What to produce = Write out again, exactly, the lines below starting at the one with "indicate the pink heart-shaped" and ending at the one with "indicate the reddish-brown".

Records provided =
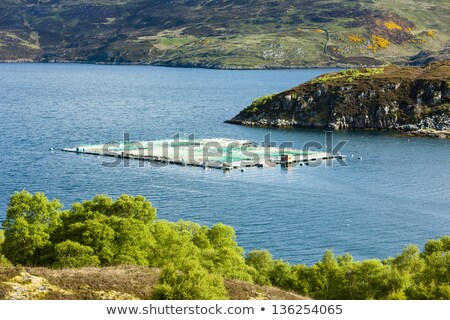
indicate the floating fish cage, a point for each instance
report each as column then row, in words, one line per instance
column 222, row 154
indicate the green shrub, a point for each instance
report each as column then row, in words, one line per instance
column 70, row 254
column 190, row 282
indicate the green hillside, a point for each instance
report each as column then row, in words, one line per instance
column 225, row 34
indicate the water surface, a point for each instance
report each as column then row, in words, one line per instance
column 399, row 193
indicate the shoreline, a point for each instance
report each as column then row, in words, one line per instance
column 419, row 133
column 230, row 68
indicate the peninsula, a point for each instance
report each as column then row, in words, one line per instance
column 411, row 100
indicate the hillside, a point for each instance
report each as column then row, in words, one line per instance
column 409, row 99
column 227, row 33
column 116, row 283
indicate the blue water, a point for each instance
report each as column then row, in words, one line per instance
column 399, row 193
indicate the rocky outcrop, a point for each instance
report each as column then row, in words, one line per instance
column 395, row 98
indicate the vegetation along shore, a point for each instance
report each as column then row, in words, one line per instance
column 118, row 249
column 227, row 35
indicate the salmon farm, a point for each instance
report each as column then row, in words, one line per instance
column 225, row 154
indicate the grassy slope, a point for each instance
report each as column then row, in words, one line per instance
column 248, row 34
column 121, row 283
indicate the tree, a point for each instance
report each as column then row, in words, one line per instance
column 189, row 282
column 30, row 220
column 96, row 234
column 138, row 208
column 262, row 262
column 70, row 254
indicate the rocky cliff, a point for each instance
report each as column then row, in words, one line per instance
column 396, row 98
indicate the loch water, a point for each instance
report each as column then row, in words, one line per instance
column 398, row 193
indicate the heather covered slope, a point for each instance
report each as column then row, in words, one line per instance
column 225, row 34
column 397, row 98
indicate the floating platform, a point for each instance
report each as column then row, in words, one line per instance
column 222, row 154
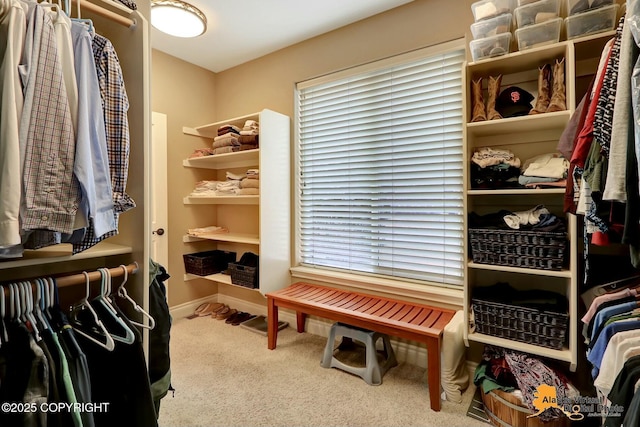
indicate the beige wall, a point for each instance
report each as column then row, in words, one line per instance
column 191, row 96
column 268, row 82
column 185, row 93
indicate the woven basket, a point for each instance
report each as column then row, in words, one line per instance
column 209, row 262
column 243, row 275
column 505, row 409
column 517, row 248
column 528, row 325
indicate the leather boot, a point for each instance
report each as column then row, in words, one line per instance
column 544, row 90
column 494, row 91
column 558, row 97
column 478, row 113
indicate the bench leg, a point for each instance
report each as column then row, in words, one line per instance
column 300, row 318
column 433, row 372
column 272, row 323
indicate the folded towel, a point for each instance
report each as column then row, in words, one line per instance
column 226, row 149
column 225, row 142
column 250, row 183
column 248, row 139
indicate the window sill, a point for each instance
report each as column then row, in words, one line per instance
column 426, row 294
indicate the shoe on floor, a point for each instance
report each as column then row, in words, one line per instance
column 209, row 308
column 242, row 317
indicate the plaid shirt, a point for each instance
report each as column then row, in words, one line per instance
column 51, row 193
column 115, row 105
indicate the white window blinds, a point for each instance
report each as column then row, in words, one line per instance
column 380, row 167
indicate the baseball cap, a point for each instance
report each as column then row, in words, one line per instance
column 514, row 101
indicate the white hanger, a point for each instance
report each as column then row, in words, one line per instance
column 27, row 311
column 83, row 304
column 122, row 293
column 39, row 304
column 103, row 299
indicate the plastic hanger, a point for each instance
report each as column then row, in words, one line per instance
column 27, row 309
column 77, row 325
column 89, row 22
column 122, row 293
column 39, row 304
column 103, row 299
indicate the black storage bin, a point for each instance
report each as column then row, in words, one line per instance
column 245, row 271
column 209, row 262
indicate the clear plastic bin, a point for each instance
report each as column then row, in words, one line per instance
column 595, row 21
column 490, row 46
column 537, row 13
column 487, row 9
column 491, row 27
column 539, row 34
column 580, row 6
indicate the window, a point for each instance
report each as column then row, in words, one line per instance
column 380, row 168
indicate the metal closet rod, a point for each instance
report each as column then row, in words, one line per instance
column 98, row 10
column 79, row 279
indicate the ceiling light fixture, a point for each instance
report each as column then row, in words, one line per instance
column 177, row 18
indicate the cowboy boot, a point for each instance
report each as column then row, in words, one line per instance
column 558, row 97
column 494, row 90
column 478, row 113
column 544, row 90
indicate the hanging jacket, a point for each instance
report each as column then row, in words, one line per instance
column 159, row 361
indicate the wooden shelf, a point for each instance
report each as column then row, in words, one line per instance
column 516, row 192
column 224, row 237
column 564, row 354
column 238, row 159
column 222, row 200
column 63, row 253
column 529, row 271
column 211, row 130
column 519, row 125
column 225, row 279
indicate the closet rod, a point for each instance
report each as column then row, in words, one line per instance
column 98, row 10
column 78, row 279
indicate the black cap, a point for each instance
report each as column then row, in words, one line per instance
column 514, row 101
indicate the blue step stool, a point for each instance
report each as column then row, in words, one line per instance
column 373, row 372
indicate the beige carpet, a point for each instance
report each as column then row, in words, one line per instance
column 225, row 376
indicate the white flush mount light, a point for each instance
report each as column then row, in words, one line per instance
column 177, row 18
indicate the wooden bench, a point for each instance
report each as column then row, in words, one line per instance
column 403, row 319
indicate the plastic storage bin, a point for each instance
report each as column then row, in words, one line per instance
column 491, row 27
column 580, row 6
column 595, row 21
column 490, row 46
column 487, row 9
column 539, row 34
column 537, row 13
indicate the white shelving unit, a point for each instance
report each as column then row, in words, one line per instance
column 273, row 240
column 527, row 137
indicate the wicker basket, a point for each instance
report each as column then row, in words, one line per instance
column 524, row 324
column 209, row 262
column 244, row 275
column 505, row 409
column 517, row 248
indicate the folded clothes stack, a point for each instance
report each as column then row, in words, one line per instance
column 250, row 185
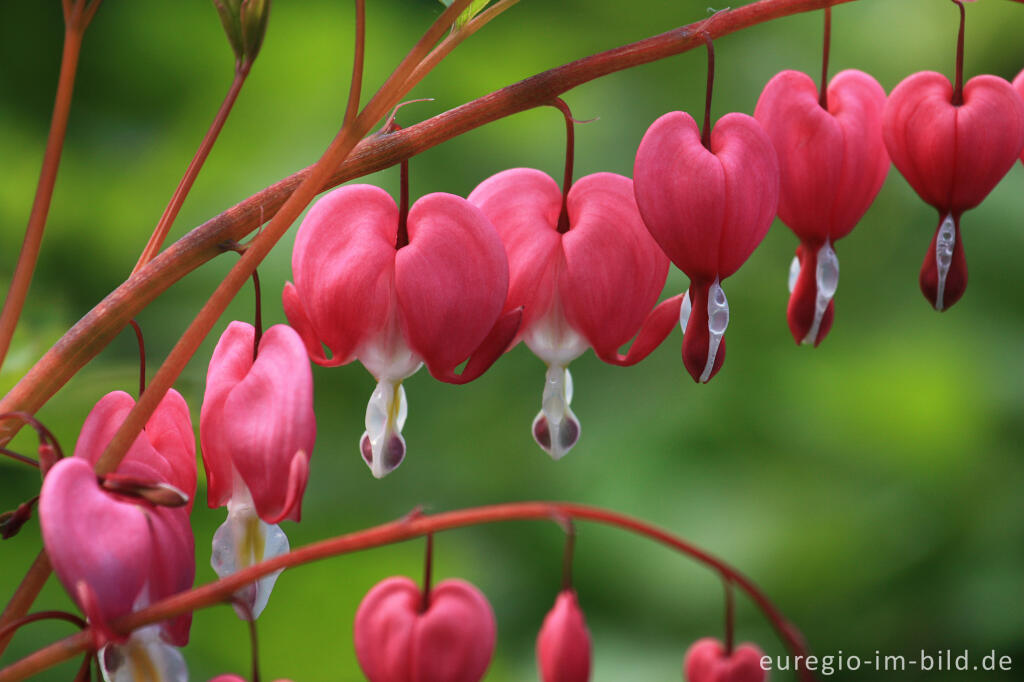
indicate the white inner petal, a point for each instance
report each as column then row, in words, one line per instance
column 244, row 540
column 718, row 321
column 826, row 279
column 144, row 657
column 944, row 243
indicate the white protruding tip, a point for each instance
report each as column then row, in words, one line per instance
column 944, row 243
column 555, row 428
column 826, row 279
column 382, row 444
column 718, row 321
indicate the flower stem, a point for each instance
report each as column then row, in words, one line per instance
column 825, row 49
column 184, row 185
column 402, row 529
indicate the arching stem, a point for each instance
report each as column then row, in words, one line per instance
column 706, row 131
column 825, row 49
column 958, row 85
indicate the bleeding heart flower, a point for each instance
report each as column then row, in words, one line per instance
column 707, row 662
column 257, row 429
column 709, row 209
column 952, row 155
column 832, row 165
column 591, row 285
column 563, row 644
column 392, row 305
column 399, row 639
column 116, row 551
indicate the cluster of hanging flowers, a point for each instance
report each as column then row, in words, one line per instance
column 453, row 282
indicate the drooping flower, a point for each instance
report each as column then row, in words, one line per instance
column 257, row 430
column 708, row 209
column 952, row 155
column 590, row 285
column 396, row 298
column 563, row 644
column 116, row 551
column 707, row 662
column 400, row 639
column 832, row 164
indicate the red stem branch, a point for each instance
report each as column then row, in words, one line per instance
column 184, row 186
column 400, row 530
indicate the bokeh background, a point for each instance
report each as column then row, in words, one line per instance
column 871, row 486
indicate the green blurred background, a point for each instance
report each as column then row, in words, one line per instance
column 870, row 486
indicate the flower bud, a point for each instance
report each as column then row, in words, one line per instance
column 563, row 644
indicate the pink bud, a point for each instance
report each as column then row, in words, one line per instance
column 952, row 156
column 398, row 641
column 563, row 644
column 257, row 420
column 832, row 165
column 435, row 300
column 164, row 452
column 708, row 209
column 707, row 662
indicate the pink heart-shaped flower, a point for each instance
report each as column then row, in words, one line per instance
column 709, row 209
column 707, row 662
column 396, row 640
column 952, row 156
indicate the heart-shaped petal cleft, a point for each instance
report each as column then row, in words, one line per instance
column 393, row 297
column 708, row 208
column 832, row 164
column 952, row 155
column 592, row 285
column 451, row 639
column 707, row 661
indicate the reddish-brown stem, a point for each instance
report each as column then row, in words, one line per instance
column 567, row 554
column 11, row 628
column 428, row 572
column 95, row 330
column 563, row 215
column 958, row 85
column 25, row 595
column 76, row 20
column 706, row 131
column 730, row 615
column 184, row 186
column 141, row 355
column 257, row 316
column 18, row 457
column 390, row 93
column 402, row 529
column 825, row 49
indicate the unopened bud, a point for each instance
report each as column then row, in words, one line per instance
column 245, row 24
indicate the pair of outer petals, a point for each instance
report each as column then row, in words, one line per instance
column 450, row 641
column 707, row 662
column 115, row 554
column 708, row 209
column 832, row 166
column 257, row 420
column 563, row 647
column 602, row 275
column 439, row 296
column 952, row 156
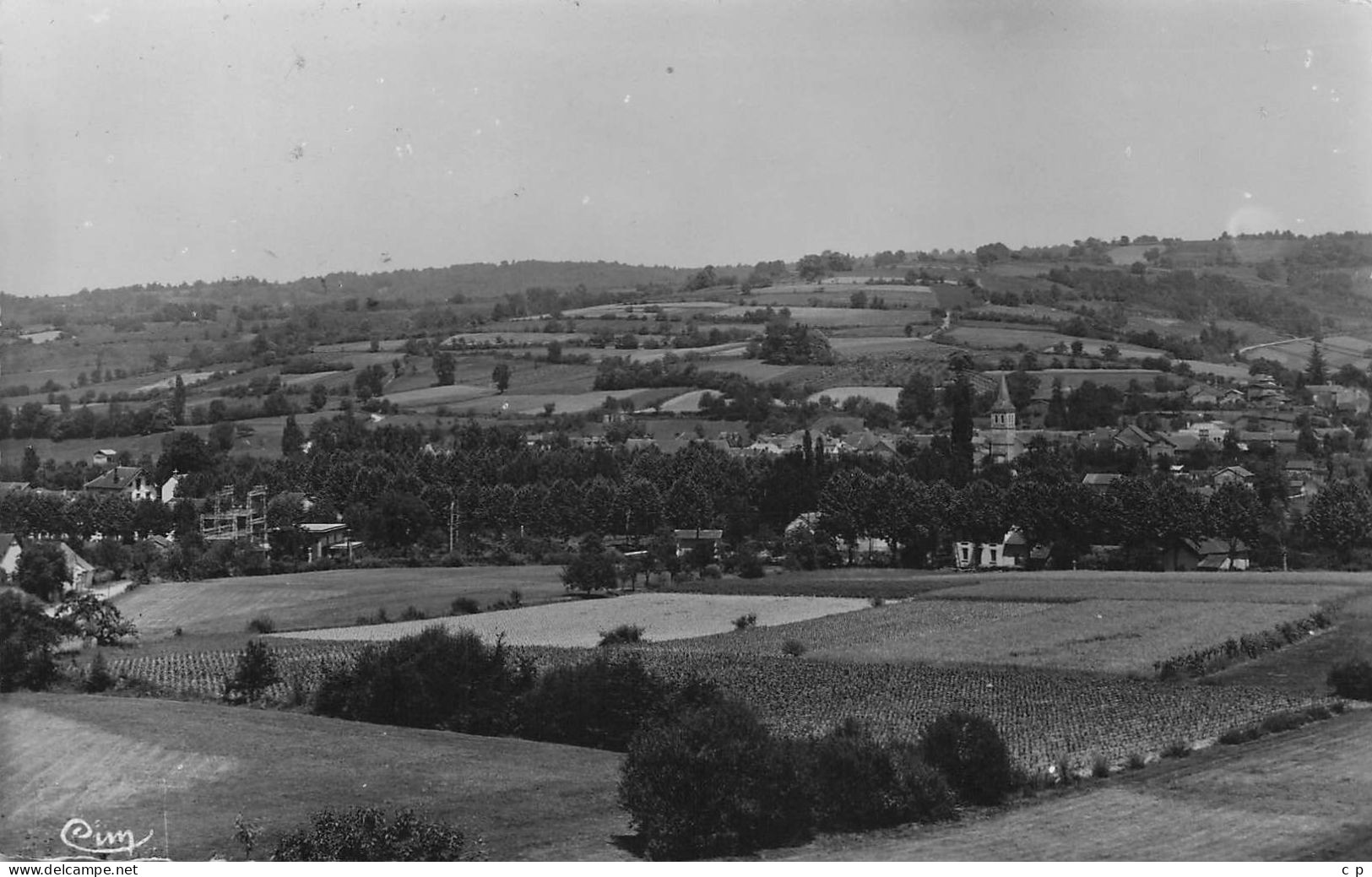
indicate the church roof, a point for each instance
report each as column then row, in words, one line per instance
column 1003, row 403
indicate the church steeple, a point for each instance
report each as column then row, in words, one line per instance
column 1003, row 425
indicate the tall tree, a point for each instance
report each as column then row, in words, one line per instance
column 501, row 376
column 445, row 368
column 1315, row 370
column 1341, row 517
column 292, row 436
column 1234, row 513
column 179, row 401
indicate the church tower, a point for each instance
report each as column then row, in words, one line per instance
column 1003, row 440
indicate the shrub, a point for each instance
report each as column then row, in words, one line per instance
column 625, row 635
column 1352, row 679
column 98, row 677
column 1178, row 748
column 596, row 703
column 28, row 637
column 254, row 674
column 92, row 618
column 435, row 679
column 1101, row 767
column 364, row 835
column 713, row 782
column 970, row 754
column 860, row 782
column 464, row 605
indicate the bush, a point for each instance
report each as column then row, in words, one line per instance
column 969, row 751
column 435, row 679
column 28, row 638
column 860, row 782
column 364, row 835
column 1178, row 748
column 625, row 635
column 596, row 703
column 1352, row 679
column 464, row 605
column 98, row 677
column 1099, row 767
column 713, row 782
column 92, row 618
column 254, row 674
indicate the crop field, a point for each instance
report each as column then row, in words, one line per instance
column 829, row 316
column 878, row 346
column 1218, row 370
column 564, row 403
column 439, row 396
column 1104, row 636
column 1043, row 714
column 753, row 370
column 186, row 771
column 1003, row 337
column 325, row 598
column 1073, row 377
column 885, row 396
column 684, row 403
column 581, row 622
column 1295, row 587
column 1304, row 795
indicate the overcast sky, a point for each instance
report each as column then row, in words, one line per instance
column 184, row 139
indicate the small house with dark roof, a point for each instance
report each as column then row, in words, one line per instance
column 127, row 479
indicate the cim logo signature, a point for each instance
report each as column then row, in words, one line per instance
column 79, row 835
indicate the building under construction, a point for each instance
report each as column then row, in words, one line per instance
column 224, row 517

Task response =
indicate the pink heart-shaped flower, a point for each instance
report each as column then row, in words, one line per instance
column 709, row 209
column 707, row 662
column 396, row 640
column 952, row 156
indicate the heart-shaped petal cleft, a point for each instance
report each as column then row, in words, one line per instance
column 393, row 297
column 708, row 208
column 832, row 164
column 952, row 155
column 592, row 285
column 451, row 639
column 707, row 661
indicate the reddish-brown stem, a point for each instance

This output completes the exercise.